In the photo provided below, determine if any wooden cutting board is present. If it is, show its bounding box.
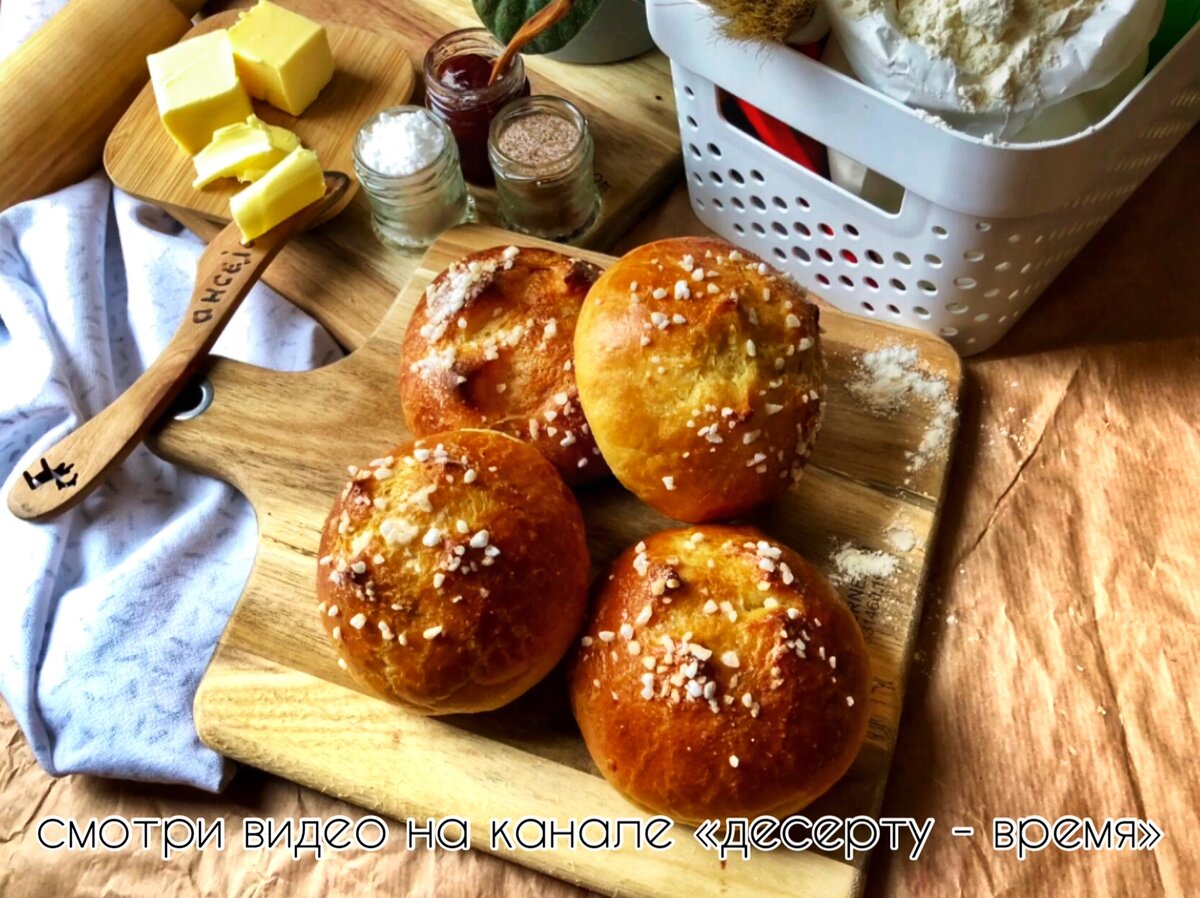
==
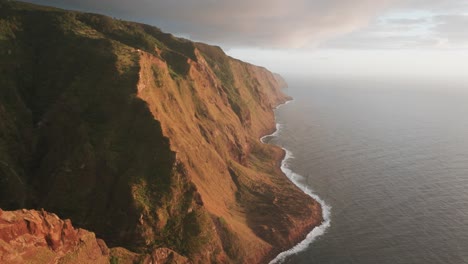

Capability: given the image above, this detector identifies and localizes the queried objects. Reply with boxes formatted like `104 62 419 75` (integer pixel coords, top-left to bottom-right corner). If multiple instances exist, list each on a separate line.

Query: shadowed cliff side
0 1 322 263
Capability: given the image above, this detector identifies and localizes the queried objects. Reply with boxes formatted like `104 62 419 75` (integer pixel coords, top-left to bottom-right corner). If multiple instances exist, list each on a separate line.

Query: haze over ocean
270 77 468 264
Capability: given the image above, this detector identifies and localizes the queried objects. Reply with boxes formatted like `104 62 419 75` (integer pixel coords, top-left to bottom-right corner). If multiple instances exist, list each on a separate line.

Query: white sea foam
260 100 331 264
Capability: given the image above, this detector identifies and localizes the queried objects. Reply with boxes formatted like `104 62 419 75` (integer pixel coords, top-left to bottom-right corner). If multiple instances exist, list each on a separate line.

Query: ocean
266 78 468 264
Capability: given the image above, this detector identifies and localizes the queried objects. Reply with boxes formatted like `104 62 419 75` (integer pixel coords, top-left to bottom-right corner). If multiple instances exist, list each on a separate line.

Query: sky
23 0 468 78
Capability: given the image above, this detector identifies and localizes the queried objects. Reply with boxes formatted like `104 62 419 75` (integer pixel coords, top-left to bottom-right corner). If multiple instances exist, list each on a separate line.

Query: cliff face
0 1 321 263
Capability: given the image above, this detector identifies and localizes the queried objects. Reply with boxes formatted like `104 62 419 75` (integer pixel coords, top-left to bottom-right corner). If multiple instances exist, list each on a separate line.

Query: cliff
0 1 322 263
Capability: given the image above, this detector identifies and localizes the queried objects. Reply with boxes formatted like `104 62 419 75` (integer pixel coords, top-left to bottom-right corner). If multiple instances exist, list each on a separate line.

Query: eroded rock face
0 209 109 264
---
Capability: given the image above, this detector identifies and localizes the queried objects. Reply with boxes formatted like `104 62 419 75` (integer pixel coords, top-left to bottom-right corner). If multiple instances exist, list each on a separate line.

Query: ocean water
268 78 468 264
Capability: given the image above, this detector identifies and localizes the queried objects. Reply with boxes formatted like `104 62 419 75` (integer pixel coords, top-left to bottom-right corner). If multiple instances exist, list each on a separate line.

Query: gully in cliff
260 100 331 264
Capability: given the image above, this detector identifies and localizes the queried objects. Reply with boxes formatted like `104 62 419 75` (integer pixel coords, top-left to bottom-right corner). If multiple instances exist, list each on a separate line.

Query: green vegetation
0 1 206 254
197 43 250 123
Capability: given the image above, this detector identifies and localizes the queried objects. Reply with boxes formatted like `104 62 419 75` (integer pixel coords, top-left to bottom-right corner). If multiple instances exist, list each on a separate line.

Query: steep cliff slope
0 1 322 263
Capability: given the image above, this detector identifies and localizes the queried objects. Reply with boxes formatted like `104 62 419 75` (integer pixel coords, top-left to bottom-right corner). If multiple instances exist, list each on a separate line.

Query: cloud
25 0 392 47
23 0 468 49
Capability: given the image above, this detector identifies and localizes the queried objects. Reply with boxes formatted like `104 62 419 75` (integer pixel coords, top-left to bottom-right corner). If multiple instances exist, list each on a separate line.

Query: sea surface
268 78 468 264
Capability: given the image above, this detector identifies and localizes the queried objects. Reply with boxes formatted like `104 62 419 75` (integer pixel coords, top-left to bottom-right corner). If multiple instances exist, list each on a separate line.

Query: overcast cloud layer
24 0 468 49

WORK TO COMPLETE —
Find every line in the records that contains the word "cloud", and copy each of those lines in full.

CORRECT RESPONSE —
Query: cloud
Query: overcast cloud layer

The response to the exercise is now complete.